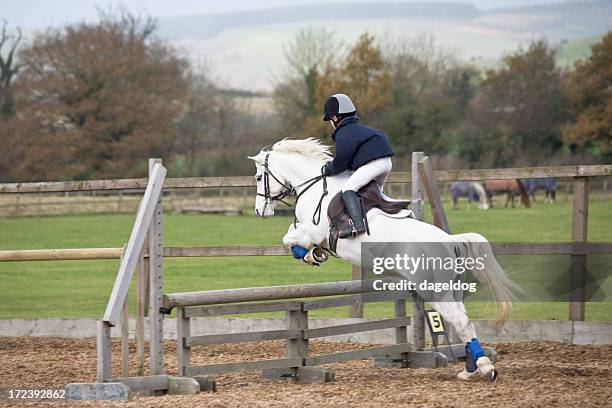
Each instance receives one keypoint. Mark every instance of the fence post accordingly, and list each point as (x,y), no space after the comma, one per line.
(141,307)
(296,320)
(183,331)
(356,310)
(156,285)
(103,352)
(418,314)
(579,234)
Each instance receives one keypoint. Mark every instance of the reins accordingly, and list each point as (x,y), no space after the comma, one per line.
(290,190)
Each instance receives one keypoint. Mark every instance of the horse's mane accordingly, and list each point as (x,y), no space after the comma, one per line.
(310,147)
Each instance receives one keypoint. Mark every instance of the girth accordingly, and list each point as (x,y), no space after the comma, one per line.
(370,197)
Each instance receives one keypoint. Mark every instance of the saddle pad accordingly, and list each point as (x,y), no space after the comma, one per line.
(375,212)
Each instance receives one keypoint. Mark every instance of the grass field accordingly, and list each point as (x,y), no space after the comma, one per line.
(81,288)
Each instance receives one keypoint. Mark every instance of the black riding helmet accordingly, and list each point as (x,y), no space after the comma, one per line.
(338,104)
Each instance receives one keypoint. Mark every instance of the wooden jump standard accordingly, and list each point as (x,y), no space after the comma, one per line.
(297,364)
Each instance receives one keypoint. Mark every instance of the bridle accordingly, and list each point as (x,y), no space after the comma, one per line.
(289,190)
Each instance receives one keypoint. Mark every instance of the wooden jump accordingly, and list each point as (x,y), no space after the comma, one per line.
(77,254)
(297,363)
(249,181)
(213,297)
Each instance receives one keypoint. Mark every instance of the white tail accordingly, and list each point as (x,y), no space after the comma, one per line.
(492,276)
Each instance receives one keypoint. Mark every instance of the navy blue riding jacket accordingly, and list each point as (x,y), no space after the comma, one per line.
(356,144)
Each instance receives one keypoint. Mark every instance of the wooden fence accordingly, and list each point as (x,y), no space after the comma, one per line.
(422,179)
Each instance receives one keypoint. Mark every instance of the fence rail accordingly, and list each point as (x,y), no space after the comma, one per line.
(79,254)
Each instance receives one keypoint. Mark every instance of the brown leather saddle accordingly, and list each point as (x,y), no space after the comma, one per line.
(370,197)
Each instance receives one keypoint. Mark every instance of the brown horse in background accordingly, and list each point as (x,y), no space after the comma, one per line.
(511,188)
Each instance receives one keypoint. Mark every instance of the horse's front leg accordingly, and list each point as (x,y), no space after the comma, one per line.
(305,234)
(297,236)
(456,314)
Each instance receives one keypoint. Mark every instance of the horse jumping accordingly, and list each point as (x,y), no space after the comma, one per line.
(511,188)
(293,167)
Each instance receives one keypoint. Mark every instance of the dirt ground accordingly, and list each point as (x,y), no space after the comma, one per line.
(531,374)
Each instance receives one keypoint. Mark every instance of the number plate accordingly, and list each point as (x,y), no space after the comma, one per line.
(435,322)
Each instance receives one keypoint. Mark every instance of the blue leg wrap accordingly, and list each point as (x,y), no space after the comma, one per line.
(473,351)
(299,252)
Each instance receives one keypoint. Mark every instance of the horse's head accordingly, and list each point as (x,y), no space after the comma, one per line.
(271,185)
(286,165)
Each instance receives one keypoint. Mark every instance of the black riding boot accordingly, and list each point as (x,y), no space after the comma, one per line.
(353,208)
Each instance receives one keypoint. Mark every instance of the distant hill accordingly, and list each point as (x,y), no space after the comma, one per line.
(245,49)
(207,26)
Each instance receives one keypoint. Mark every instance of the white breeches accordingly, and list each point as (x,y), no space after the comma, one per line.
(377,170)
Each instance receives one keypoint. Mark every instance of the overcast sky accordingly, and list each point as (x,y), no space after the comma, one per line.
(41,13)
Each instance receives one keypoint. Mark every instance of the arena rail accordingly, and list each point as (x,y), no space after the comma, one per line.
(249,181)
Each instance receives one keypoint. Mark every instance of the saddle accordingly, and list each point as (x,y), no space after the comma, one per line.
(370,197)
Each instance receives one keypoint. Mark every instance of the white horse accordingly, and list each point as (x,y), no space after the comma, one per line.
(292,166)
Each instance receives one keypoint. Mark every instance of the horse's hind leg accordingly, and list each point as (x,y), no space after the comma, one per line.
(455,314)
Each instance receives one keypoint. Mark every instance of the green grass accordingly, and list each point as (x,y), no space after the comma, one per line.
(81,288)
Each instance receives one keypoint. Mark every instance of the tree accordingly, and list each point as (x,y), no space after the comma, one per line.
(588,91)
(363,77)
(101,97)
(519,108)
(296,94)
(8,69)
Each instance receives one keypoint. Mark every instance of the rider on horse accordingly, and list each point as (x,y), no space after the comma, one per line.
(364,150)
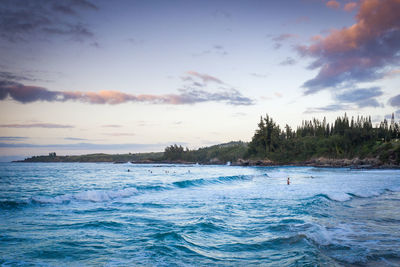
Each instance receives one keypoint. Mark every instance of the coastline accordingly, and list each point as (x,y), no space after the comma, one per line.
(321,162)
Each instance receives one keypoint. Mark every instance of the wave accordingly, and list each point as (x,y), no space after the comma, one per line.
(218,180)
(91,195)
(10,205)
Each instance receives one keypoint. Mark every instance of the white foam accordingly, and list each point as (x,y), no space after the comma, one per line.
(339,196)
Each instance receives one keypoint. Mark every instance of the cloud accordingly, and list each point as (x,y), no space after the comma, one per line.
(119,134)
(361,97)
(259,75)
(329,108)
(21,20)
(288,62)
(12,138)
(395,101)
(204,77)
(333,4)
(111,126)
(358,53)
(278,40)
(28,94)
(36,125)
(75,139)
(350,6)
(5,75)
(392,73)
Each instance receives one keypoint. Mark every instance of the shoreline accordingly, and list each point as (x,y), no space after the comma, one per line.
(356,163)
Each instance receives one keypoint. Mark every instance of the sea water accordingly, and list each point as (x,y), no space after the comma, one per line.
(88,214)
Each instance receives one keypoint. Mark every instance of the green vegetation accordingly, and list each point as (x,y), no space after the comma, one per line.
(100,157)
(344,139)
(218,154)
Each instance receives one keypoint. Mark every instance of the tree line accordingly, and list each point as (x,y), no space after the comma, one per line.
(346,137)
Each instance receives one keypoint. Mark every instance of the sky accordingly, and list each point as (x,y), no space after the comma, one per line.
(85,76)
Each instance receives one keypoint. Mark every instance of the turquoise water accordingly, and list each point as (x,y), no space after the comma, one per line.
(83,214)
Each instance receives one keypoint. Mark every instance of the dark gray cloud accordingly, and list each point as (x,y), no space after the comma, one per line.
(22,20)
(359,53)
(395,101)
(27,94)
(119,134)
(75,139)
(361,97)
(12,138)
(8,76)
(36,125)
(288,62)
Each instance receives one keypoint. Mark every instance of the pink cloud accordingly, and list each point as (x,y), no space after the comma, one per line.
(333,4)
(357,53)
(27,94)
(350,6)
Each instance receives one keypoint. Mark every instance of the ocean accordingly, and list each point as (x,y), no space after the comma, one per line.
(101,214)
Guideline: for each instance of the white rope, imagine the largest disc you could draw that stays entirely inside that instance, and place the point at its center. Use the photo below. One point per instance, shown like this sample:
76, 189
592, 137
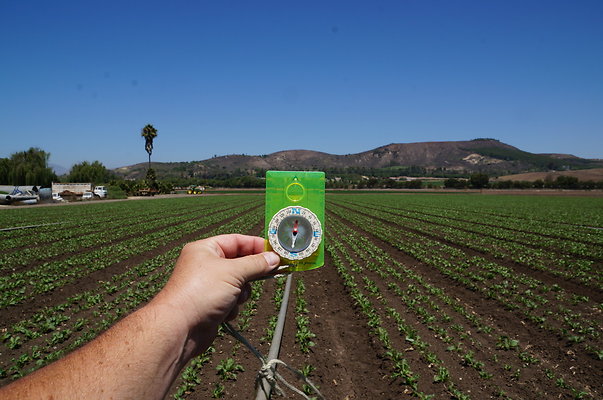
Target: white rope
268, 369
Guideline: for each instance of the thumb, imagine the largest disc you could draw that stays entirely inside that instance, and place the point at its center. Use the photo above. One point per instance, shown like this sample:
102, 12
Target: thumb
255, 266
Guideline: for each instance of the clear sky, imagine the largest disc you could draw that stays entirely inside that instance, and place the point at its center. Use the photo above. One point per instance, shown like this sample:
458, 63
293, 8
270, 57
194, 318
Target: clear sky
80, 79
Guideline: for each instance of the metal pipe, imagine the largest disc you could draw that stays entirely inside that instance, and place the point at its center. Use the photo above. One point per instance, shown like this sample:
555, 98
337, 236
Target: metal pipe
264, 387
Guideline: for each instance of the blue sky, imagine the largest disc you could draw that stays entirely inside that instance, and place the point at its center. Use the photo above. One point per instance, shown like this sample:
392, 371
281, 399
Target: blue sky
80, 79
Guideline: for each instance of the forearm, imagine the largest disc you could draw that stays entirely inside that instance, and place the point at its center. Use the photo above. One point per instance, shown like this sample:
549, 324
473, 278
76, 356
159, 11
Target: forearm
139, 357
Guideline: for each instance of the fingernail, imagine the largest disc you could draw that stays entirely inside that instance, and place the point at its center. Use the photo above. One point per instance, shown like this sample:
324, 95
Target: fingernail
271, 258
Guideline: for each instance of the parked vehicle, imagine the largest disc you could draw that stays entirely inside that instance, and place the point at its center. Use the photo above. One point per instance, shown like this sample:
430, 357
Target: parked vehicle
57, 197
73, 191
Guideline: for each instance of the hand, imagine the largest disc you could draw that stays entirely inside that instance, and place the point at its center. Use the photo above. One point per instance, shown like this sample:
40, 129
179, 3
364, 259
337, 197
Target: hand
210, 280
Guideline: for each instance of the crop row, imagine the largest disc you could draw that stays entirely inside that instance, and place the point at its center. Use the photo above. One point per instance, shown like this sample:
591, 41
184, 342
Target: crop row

##############################

Stated task
Repeat word for word the lines running from the line containing "Guideline: for each instance of the fingernail, imagine" to the end of the entries above, inclusive.

Task answer
Guideline: for each instance of the fingernail, imagine the largest disc you could draw that stays entirely inside that instance, and place the point at its center. Use the photo above. One point per instance, shown like this sample:
324, 95
Target: fingernail
271, 258
Guideline: for each instance of the parked vehicle, imagine the largest disc you could draw that stays entirely inside that instance, and place the point at its center. Use the photo above. One point per instance, shown like this sample:
430, 357
Target: parked vehicle
57, 197
73, 191
Guideline: for each instance of the hand, imagine the largest disc you could draw that stays entirely inside that instance, and place the point at its center. Use the photo above. One point per instance, shown like this sample:
40, 129
179, 3
364, 259
337, 197
Target: hand
210, 280
Guideline: for each instance of the crop row, imagine the largest disc you could draw that stays entirely inside that instance, and place the point at its center. Use the photo above. One point per instance, shown like this sample:
591, 41
184, 342
Target: crop row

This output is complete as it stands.